Directions ▸
Set down every entry again word for word, please, but skip the pictures.

Records for the task ▸

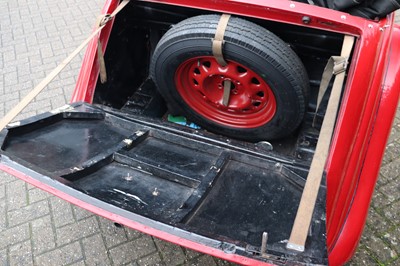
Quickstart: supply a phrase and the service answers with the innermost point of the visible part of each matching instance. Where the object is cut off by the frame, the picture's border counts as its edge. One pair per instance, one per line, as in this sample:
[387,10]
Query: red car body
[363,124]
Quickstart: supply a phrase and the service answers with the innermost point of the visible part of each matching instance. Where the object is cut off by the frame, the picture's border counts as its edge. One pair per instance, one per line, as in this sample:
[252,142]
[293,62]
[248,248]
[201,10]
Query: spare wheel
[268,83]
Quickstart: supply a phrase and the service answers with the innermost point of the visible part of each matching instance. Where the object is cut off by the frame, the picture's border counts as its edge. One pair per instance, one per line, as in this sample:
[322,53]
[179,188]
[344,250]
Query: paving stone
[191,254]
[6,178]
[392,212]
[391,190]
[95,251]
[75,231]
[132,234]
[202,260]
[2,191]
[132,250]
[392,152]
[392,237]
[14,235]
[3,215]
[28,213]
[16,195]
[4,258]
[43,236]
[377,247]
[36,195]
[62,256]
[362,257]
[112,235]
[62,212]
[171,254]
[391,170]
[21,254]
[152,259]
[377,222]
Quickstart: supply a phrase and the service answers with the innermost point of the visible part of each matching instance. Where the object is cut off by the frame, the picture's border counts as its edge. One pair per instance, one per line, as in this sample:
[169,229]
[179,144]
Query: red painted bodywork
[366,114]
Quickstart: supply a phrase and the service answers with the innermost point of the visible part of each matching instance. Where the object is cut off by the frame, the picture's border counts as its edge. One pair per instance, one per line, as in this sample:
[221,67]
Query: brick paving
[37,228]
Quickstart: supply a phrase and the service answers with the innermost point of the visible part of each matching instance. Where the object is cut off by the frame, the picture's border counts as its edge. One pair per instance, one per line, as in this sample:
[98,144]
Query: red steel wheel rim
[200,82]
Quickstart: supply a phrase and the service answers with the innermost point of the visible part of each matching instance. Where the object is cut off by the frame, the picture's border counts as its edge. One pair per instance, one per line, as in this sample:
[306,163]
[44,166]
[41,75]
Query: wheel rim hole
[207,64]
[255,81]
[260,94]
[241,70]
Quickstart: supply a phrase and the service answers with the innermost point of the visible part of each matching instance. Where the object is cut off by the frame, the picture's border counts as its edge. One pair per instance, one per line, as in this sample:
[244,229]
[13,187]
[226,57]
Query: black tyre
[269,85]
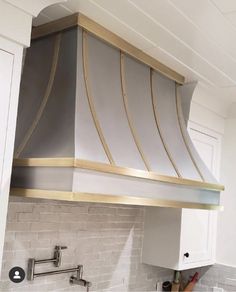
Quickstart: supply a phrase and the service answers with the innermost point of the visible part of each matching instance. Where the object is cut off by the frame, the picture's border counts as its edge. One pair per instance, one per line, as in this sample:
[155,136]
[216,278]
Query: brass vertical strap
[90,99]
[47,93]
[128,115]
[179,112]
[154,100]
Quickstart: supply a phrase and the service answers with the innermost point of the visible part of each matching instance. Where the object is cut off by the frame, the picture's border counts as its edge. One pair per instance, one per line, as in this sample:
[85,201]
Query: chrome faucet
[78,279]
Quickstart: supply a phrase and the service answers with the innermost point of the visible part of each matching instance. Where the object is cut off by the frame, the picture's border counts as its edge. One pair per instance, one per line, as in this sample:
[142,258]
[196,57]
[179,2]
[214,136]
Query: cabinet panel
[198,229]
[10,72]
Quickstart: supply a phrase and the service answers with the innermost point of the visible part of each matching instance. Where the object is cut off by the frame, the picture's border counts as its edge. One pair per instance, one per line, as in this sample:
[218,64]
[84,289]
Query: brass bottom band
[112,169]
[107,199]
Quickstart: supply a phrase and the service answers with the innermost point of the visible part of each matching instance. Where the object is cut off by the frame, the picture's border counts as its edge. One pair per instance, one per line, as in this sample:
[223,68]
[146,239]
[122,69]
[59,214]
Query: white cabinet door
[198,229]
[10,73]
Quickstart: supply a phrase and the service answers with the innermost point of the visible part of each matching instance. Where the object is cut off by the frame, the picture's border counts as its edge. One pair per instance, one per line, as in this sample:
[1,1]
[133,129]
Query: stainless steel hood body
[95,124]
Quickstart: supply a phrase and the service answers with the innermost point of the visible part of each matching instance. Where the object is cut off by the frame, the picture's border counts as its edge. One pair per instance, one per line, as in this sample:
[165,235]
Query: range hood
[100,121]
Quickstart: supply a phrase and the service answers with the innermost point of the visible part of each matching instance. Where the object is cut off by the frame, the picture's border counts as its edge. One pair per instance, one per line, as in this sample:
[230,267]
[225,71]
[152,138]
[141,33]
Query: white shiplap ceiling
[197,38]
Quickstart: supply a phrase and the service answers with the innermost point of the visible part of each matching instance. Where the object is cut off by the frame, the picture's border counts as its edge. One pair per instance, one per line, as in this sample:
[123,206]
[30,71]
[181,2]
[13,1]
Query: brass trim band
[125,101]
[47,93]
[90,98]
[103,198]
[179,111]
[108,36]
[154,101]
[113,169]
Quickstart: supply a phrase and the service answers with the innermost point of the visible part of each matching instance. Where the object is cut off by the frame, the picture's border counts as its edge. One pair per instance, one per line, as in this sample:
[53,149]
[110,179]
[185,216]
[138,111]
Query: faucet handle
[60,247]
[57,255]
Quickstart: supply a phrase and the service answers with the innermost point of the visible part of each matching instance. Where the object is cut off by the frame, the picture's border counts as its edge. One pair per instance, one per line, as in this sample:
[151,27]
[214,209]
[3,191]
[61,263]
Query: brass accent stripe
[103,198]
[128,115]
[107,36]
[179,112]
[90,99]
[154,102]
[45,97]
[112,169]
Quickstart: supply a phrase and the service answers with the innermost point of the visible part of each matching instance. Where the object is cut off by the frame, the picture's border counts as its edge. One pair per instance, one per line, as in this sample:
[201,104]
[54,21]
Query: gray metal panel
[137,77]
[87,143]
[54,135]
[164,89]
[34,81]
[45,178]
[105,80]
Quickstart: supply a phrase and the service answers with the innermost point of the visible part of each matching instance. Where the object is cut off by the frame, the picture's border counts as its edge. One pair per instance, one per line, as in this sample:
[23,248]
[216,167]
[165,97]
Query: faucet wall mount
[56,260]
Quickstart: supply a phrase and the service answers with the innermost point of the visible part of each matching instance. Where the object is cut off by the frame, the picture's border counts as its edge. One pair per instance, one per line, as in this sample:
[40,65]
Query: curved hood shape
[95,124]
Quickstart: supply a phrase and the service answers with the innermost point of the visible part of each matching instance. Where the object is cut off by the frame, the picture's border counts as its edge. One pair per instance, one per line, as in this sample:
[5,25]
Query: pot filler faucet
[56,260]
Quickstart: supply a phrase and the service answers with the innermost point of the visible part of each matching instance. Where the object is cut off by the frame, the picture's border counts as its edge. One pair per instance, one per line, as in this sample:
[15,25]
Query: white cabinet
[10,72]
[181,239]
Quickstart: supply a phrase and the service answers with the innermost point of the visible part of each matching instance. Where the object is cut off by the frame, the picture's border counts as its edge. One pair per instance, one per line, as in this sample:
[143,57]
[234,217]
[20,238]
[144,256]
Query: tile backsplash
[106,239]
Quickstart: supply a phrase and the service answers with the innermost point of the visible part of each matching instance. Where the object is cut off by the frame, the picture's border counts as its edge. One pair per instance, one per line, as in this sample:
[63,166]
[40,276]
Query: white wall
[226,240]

Completed exercise ▸
Quickstart: supply a phrase and the service answers with the innermost point of the visible part of each matching instance. Where the object is cut off by the frame, the picture's border counts as its edge. One pair per instance, one per line, as in this sample:
[387,10]
Query: red car body
[363,124]
Quickstart: supply a phrase and the service answers with the innermost point of the visible part of each matching instance. Where the object is cut off by the frame, the picture's border counts as its edge. One pair per instance, one per line, as in this sample:
[252,142]
[293,62]
[248,248]
[201,10]
Query: spare wheel
[268,83]
Quickstart: supply a phrase and the service answers with the innermost point of the visible part of each matching instance. Where the object is cut off by the frame, the picture's border counts as its edge. One pair per instance, one per line, as in this sample:
[322,53]
[179,188]
[344,250]
Query: paving stone
[191,254]
[6,178]
[392,212]
[391,190]
[95,251]
[75,231]
[132,234]
[202,260]
[2,191]
[132,250]
[392,152]
[392,237]
[14,235]
[3,215]
[28,213]
[16,195]
[4,258]
[43,236]
[377,247]
[36,195]
[62,256]
[362,257]
[112,235]
[62,212]
[171,254]
[391,170]
[21,254]
[152,259]
[377,222]
Quickstart: supply a phrase and the service answers with the innermost point of the visible part of each matching instance. Where the object is cut off by the frame, the picture's border counts as its edge. One pair per instance, one per line, as in this sample:
[169,229]
[179,144]
Query: red painted bodywork
[366,114]
Quickstart: supply a phrase and the service answers with the innermost point of the visible part of each matching instance. Where the object is cut off by the frame, the picture's border counts as its edge. One pair per instance, one per line, as in this sample:
[221,67]
Query: brick paving
[37,228]
Quickstart: supply a phrase and the service answers with the innermost point of the visible part of each matching instance. Where the object is cut off by the frame, the picture's border counts as its edge. One pair per instance, one per line, as in this sample:
[98,144]
Query: red steel wheel rim
[200,82]
Quickstart: supply a phrase and the service answers with the innermost point of the visible part of each matching instance. Where the object is cut off by the frame, the picture's border counts as its edge. One pair per instance, one per line, as in this sample:
[306,163]
[44,166]
[41,75]
Query: wheel rim hole
[207,64]
[255,81]
[260,94]
[241,70]
Quickstart: supply a phrase and the service answers with the innermost point of the visible part of each matching instance. Where the object is cut off by the frame, the picture's border counts as its edge. One pair per instance, one per line, as in this sample:
[244,229]
[13,187]
[226,57]
Query: black tyre
[269,85]
Quickstart: supply a phrase and the service answers with the innermost point of the visible part of each matching instance. Where the object is cut off by the frame, the picture's border counts as its edge. One pair per instance, one per line, as in this sample:
[155,136]
[216,278]
Query: brass vertical strap
[90,99]
[47,93]
[128,115]
[179,112]
[154,100]
Quickstart: supply a phrase and the service answers with the innermost point of the visible part of each matching instance. Where the object is cut off by the frame, the picture's border counts as its edge. One pair per instance, one per line, as in this sample:
[85,201]
Query: chrome faucet
[78,279]
Quickstart: supply a phrase and the service answers with the innermost point of the visible part of each matching instance. Where the object is cut off by the frame, the picture's border counts as its edge. One pair per instance, one per line, as in this sample:
[142,258]
[196,57]
[179,2]
[214,136]
Query: cabinet panel
[198,229]
[10,72]
Quickstart: supply a phrase and the service answers with the innermost point of the visible part of each matching instance. Where the object is cut off by the frame, the picture's border counts as its edge. One pair per instance, one per line, as in this sample:
[218,64]
[84,289]
Query: brass bottom band
[112,169]
[107,199]
Quickstart: supply a phrase and the service answers with the innermost point of the visible part of each matching instance. Where the object is cut off by the frame, the picture's border counts as its edge. One pair per instance, one per line, as in this sample:
[223,68]
[146,239]
[122,69]
[59,214]
Query: white cabinet door
[198,229]
[10,73]
Quickstart: supply a phrase and the service answers with the innermost point of the visible part of each matching instance. Where the object is cut off by the frame, the picture's border counts as its edge. One pair per instance, one per line, as in this sample:
[1,1]
[133,129]
Query: stainless steel hood body
[95,124]
Quickstart: supply a phrase and the service answers with the innermost point of the visible part of each matching instance. Where the object is cut off by the frame, the picture's border counts as its edge. One pair per instance, one per line, as in this sample:
[165,235]
Query: range hood
[100,121]
Quickstart: supply a phrase and the service answers with the innermost point of the visible part of each matching instance. Where the object is cut off by the frame, the picture's border counts as its edge. One pair per instance, one per line, as in this sample:
[230,267]
[225,71]
[152,138]
[141,33]
Query: white shiplap ceiling
[197,38]
Quickstart: supply a phrase and the service answers with the innermost point of the visible part of each matching instance. Where the object is cut off by the frame, the picture's border counts as its edge. One pair per instance, one per line, as in this sample:
[123,206]
[30,71]
[181,2]
[13,1]
Query: brass trim band
[125,101]
[47,93]
[90,98]
[103,198]
[179,111]
[108,36]
[154,101]
[113,169]
Quickstart: supply a phrase and the service answers with the innermost point of the visible part of each matching instance. Where the object is cut off by the frame, the picture's border counts as its edge. One pair per instance, one per line, as in this sample:
[53,149]
[110,179]
[185,216]
[138,111]
Query: faucet handle
[60,247]
[57,255]
Quickstart: supply a phrase and the service answers with the innermost point of the visible part of each matching instance. Where the object is cut off by the frame, the picture's border counts as its edge. One pair per instance, one per line, as in this sample:
[151,27]
[214,209]
[3,191]
[61,263]
Query: brass accent stripe
[103,198]
[128,115]
[107,36]
[179,112]
[90,99]
[154,102]
[45,97]
[112,169]
Quickstart: supply a phrase and the service answers with the innermost point of the visible part of each matching instance. Where the object is cut off by the frame, the picture's border counts as its edge. One pair per instance, one per line, as in this sample:
[201,104]
[54,21]
Query: gray metal panel
[137,77]
[87,143]
[54,135]
[164,89]
[34,81]
[45,178]
[105,80]
Quickstart: supply a phrase and the service answers with the innermost point of the visible part of each matching instance. Where the object is cut off by the frame, the picture's border counts as its edge. One pair per instance, one per line, as in this sample:
[23,248]
[216,167]
[165,97]
Query: faucet wall mount
[56,260]
Quickstart: supply a phrase and the service answers with the innermost point of the visible part of each matching instance. Where the object is cut off by the frame, the picture's border counts as its edge. One pair per instance, one per line, as in this sample:
[40,65]
Query: curved hood shape
[95,124]
Quickstart: supply a phrase and the service answers with the innermost point of the visible part of each matching instance. Where the object is cut off by the frame, the picture's border counts as its edge. One pair per instance, one per line, as in this sample:
[5,25]
Query: pot filler faucet
[56,260]
Quickstart: supply a phrase and the service answers with the innermost point of the visible part of each matching instance. Where the object is cut off by the frame, the picture's border counts as its edge. One pair per instance, one per line, as in this sample:
[15,25]
Query: white cabinet
[10,72]
[181,239]
Quickstart: supply a phrase and the service answers with the innermost point of the visible part of each matching instance. Where the object is cut off by the frame, the picture's border counts as its edge. One pair per instance, one per line, as in this sample:
[143,57]
[234,217]
[20,238]
[144,256]
Query: tile backsplash
[106,239]
Quickstart: supply a phrase and the service answers with the innermost point of the visible part of each matching instance. Where the object is cut off by the frame, the picture's border counts as its edge. One pair per instance, one per line, as in this sample:
[63,166]
[40,276]
Query: white wall
[226,240]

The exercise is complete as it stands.